■ WHAT THE TASK REQUIRES:
An exact reproduction of all the data is needed, with no images in it.
TASK INPUTS START
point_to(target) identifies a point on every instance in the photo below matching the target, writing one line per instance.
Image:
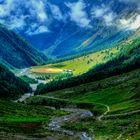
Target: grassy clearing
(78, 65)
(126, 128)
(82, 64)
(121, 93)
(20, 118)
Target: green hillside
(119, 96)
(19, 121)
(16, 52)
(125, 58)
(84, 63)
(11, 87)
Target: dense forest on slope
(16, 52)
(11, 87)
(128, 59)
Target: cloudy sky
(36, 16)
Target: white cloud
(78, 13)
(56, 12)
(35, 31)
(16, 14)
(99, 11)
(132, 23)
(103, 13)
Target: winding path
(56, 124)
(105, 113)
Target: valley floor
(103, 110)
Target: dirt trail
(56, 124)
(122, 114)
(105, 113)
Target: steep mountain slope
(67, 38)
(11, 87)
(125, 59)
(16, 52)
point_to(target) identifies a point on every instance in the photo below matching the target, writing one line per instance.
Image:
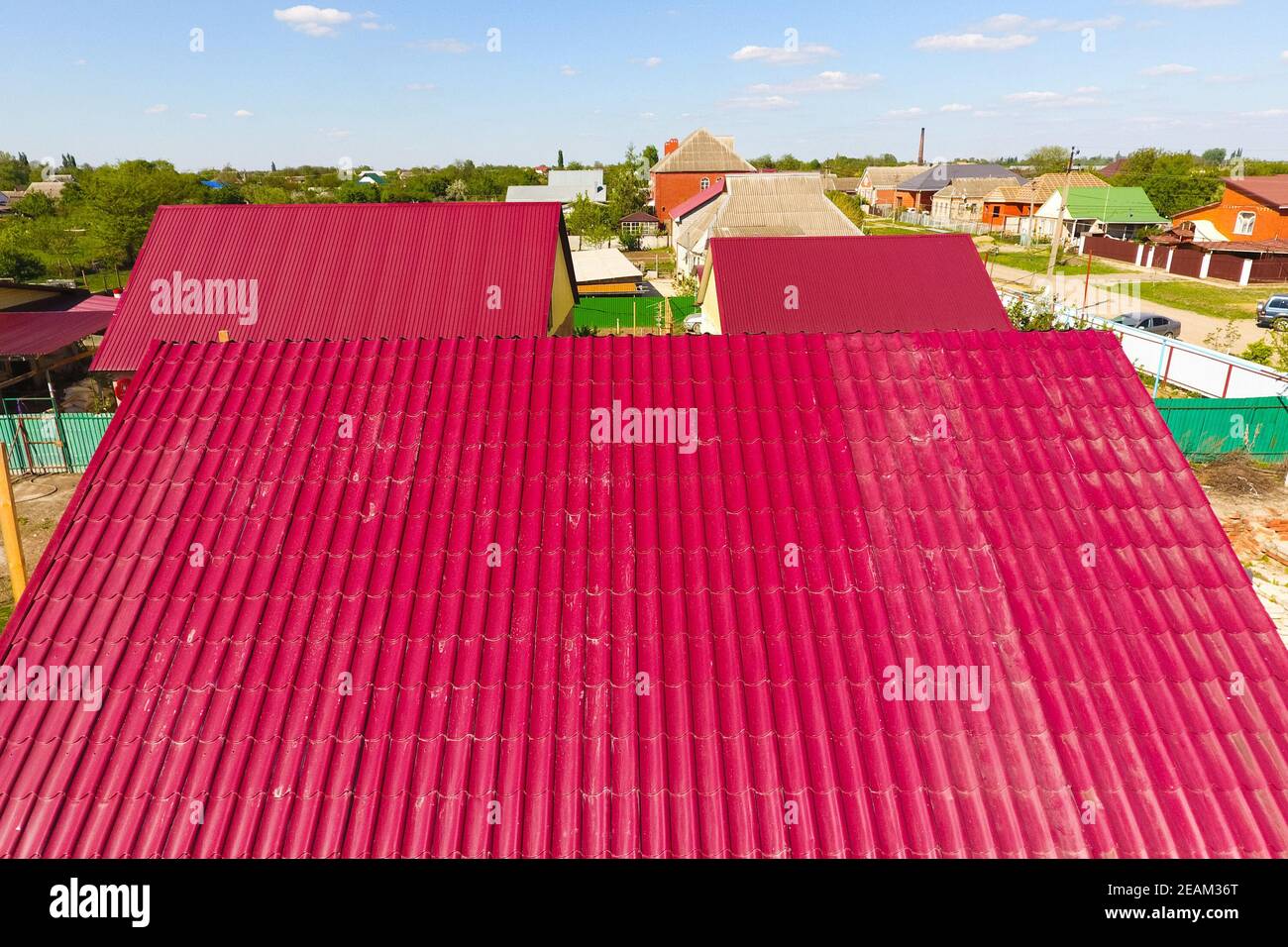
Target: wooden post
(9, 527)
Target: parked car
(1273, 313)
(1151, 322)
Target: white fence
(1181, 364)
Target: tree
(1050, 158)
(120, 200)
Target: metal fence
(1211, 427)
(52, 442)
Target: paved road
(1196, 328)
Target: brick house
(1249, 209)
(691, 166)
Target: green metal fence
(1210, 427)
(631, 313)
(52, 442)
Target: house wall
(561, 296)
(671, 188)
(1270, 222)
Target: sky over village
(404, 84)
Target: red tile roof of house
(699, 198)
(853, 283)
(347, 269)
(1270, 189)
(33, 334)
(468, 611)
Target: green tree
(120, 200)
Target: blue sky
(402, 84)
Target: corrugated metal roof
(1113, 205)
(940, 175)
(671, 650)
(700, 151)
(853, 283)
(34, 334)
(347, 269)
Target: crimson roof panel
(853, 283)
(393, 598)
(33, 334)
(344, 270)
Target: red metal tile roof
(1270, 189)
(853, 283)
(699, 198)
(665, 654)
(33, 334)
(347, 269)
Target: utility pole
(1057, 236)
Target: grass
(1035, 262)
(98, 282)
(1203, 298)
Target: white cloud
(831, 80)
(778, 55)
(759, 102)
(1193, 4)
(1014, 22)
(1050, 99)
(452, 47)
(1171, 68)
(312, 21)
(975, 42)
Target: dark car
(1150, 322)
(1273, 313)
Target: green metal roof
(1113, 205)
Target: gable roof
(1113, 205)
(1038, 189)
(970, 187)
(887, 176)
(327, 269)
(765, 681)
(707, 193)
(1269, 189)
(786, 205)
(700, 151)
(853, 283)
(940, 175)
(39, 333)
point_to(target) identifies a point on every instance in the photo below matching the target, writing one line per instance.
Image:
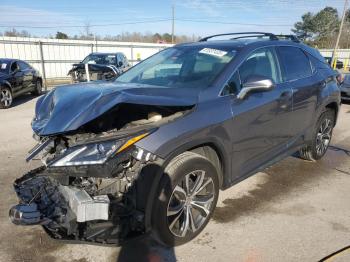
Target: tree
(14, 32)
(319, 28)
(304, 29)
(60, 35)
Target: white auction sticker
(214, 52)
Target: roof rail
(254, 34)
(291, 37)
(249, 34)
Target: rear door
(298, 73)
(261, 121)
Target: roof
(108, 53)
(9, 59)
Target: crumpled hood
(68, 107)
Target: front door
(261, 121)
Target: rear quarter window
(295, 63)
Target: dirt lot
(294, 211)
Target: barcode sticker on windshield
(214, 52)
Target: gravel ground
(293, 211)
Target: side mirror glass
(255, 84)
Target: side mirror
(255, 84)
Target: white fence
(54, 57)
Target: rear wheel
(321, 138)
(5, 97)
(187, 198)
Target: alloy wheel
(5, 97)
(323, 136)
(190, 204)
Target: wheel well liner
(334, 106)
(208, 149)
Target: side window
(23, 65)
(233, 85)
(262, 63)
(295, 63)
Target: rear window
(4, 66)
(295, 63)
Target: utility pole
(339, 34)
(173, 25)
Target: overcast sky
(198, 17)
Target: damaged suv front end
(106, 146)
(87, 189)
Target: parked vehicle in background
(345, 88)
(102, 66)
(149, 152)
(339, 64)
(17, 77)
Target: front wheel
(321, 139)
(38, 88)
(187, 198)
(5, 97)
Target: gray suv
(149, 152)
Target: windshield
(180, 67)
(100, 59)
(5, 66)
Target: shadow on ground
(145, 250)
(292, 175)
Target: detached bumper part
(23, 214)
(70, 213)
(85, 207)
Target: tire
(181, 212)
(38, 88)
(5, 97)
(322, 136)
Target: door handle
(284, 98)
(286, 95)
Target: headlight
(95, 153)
TASK INPUTS END
■ TASK ANSWER:
point_to(target) identifies a point on every instance in the photo below matching the target, writing one line per instance.
Image:
Target: grassy clearing
(78, 65)
(126, 128)
(82, 64)
(121, 93)
(20, 118)
Target: green hillside
(119, 96)
(19, 121)
(16, 52)
(125, 58)
(84, 63)
(11, 87)
Target: dense forest on slope
(16, 52)
(11, 87)
(128, 59)
Target: cloudy sky
(36, 16)
Target: white cloud
(78, 13)
(56, 12)
(35, 31)
(16, 14)
(99, 11)
(132, 23)
(103, 13)
Target: winding path
(56, 124)
(105, 113)
Target: valley floor
(103, 110)
Target: dirt trail
(56, 124)
(122, 114)
(105, 113)
Target: steep mountain slope
(67, 38)
(11, 87)
(125, 59)
(16, 52)
point_to(target) identifies a point on every instance in the photo below matching the target, writing one line per instance.
Image:
Target: wooden post
(9, 527)
Target: parked car
(1273, 313)
(1151, 322)
Target: white fence
(1181, 364)
Target: tree
(1050, 158)
(120, 200)
Target: metal fence
(1211, 427)
(52, 442)
Target: paved road
(1196, 328)
Target: brick house
(1249, 209)
(691, 166)
Target: green metal fence
(1210, 427)
(631, 313)
(52, 442)
Target: house wall
(561, 296)
(671, 188)
(1270, 222)
Target: sky over village
(404, 84)
Target: red tile roof of house
(699, 198)
(853, 283)
(347, 269)
(1270, 189)
(33, 334)
(468, 611)
Target: green tree
(120, 200)
Target: blue sky
(402, 84)
Target: corrugated metal roof
(1113, 205)
(940, 175)
(671, 650)
(700, 151)
(853, 283)
(34, 334)
(347, 269)
Target: crimson roof panel
(853, 283)
(393, 598)
(33, 334)
(344, 270)
Target: red metal tile roof
(1270, 189)
(853, 283)
(699, 198)
(665, 654)
(33, 334)
(347, 269)
Target: utility pole
(1057, 236)
Target: grass
(1035, 262)
(98, 282)
(1203, 298)
Target: white cloud
(831, 80)
(778, 55)
(759, 102)
(1193, 4)
(1014, 22)
(1050, 99)
(452, 47)
(1171, 68)
(312, 21)
(975, 42)
Target: dark car
(1150, 322)
(1273, 313)
Target: green metal roof
(1113, 205)
Target: gable roof
(1113, 205)
(1038, 189)
(970, 187)
(887, 176)
(327, 269)
(765, 681)
(707, 193)
(1269, 189)
(786, 205)
(700, 151)
(853, 283)
(940, 175)
(39, 333)
point_to(target) identifies a point on every instance in the photo below matching the target, writing one line per instance.
Image:
Target: tree
(14, 32)
(319, 28)
(304, 29)
(60, 35)
Target: white auction sticker
(214, 52)
Target: roof rail
(254, 34)
(291, 37)
(249, 34)
Target: rear door
(298, 73)
(261, 121)
Target: roof
(108, 53)
(9, 59)
Target: crumpled hood
(68, 107)
Target: front door
(261, 121)
Target: rear quarter window
(295, 63)
Target: dirt lot
(294, 211)
Target: barcode sticker on windshield
(214, 52)
Target: gravel ground
(293, 211)
Target: side mirror glass
(255, 84)
Target: side mirror
(255, 84)
Target: white fence
(54, 57)
Target: rear wheel
(321, 138)
(5, 97)
(187, 198)
Target: alloy wheel
(5, 97)
(323, 136)
(190, 204)
Target: wheel well liner
(334, 106)
(208, 149)
Target: side window
(23, 65)
(233, 85)
(262, 63)
(295, 63)
Target: rear window
(4, 66)
(295, 63)
Target: utility pole
(339, 34)
(173, 25)
Target: overcast sky
(198, 17)
Target: damaged suv front end
(106, 146)
(87, 189)
Target: parked vehicle in background
(345, 88)
(102, 66)
(149, 152)
(339, 64)
(17, 77)
Target: front wheel
(321, 139)
(38, 88)
(187, 198)
(5, 97)
Target: gray suv
(149, 152)
Target: windshield
(180, 67)
(100, 59)
(5, 66)
Target: shadow on ground
(145, 250)
(292, 175)
Target: detached bumper part
(23, 214)
(70, 213)
(85, 207)
Target: tire
(181, 212)
(38, 88)
(5, 97)
(322, 136)
Target: door handle
(284, 98)
(286, 95)
Target: headlight
(95, 153)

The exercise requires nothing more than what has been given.